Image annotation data
___
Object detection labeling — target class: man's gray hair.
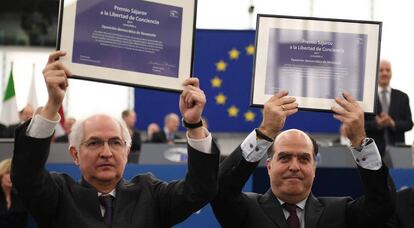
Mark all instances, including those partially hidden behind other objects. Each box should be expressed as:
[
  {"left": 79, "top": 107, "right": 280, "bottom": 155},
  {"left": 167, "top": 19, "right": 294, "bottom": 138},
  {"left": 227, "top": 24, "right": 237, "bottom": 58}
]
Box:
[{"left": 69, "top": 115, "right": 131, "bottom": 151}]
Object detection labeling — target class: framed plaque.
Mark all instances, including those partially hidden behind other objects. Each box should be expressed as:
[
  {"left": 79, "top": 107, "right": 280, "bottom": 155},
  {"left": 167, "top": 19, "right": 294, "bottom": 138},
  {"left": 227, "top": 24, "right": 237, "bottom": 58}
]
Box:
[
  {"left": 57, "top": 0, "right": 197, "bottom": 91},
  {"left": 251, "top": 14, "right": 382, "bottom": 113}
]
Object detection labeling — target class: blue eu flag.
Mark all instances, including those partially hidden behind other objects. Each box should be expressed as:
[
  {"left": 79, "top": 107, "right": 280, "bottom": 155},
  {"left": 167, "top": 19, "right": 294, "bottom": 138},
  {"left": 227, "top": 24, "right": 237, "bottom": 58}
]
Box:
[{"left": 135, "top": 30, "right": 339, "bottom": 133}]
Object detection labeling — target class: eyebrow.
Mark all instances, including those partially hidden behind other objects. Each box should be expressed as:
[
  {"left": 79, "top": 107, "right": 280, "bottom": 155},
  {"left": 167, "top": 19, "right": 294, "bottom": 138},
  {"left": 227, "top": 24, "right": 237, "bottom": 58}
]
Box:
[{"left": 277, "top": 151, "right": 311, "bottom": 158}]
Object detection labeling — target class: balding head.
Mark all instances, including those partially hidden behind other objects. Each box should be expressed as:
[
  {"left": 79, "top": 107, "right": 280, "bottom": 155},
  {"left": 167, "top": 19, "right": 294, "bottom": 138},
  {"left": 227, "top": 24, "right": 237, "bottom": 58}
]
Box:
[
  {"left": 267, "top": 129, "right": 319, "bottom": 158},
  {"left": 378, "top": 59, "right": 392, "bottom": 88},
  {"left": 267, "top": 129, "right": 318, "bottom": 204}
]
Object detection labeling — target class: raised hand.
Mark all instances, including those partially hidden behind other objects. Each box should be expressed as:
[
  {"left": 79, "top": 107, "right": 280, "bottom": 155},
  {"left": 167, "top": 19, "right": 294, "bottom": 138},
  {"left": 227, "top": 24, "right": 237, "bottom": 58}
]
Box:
___
> _OBJECTIVE_: Copy the records above word for word, leaving out the pictures.

> _RESULT OF THE TASK_:
Object detection labeling — target class: man's gray hair.
Mark all instances, including those partially hidden behind other objects. Each box should be expressed as:
[
  {"left": 79, "top": 107, "right": 280, "bottom": 155},
  {"left": 167, "top": 19, "right": 294, "bottom": 138},
  {"left": 227, "top": 24, "right": 237, "bottom": 58}
]
Box:
[{"left": 69, "top": 115, "right": 131, "bottom": 151}]
Object detection labeling — target class: framed plaque.
Mark all instances, including those partially hidden behind other objects. Each box should be expressed as:
[
  {"left": 79, "top": 107, "right": 280, "bottom": 155},
  {"left": 167, "top": 19, "right": 294, "bottom": 138},
  {"left": 227, "top": 24, "right": 237, "bottom": 58}
]
Box:
[
  {"left": 57, "top": 0, "right": 197, "bottom": 91},
  {"left": 251, "top": 14, "right": 382, "bottom": 113}
]
Object detection labeling — target class: blue eu flag.
Mark all instances, including those partially hidden behind other objects. Each box should be expressed as:
[
  {"left": 79, "top": 107, "right": 280, "bottom": 155},
  {"left": 167, "top": 19, "right": 294, "bottom": 138},
  {"left": 227, "top": 24, "right": 237, "bottom": 58}
]
Box:
[{"left": 135, "top": 30, "right": 339, "bottom": 133}]
Object detection labeling — target class: eyebrow.
Mark all instances, including those partially hidden behind other objects. Each box should be expressed as:
[
  {"left": 79, "top": 107, "right": 280, "bottom": 155},
  {"left": 167, "top": 19, "right": 294, "bottom": 138},
  {"left": 227, "top": 24, "right": 237, "bottom": 58}
]
Box:
[{"left": 277, "top": 151, "right": 311, "bottom": 158}]
Object detection labeling — target class: balding head.
Mark all instances, including those partially hidden behind other objects. Each box should be expressed as:
[
  {"left": 79, "top": 107, "right": 280, "bottom": 155},
  {"left": 167, "top": 19, "right": 294, "bottom": 138},
  {"left": 227, "top": 24, "right": 237, "bottom": 58}
]
Box:
[
  {"left": 267, "top": 129, "right": 319, "bottom": 158},
  {"left": 378, "top": 59, "right": 392, "bottom": 88},
  {"left": 267, "top": 129, "right": 318, "bottom": 204}
]
Object detection labeling — target class: raised hand.
Mark all instances, including those partially hidden behind other objects. Each box should be expressed as:
[
  {"left": 79, "top": 107, "right": 280, "bottom": 155},
  {"left": 167, "top": 19, "right": 294, "bottom": 138},
  {"left": 227, "top": 24, "right": 237, "bottom": 58}
]
Box:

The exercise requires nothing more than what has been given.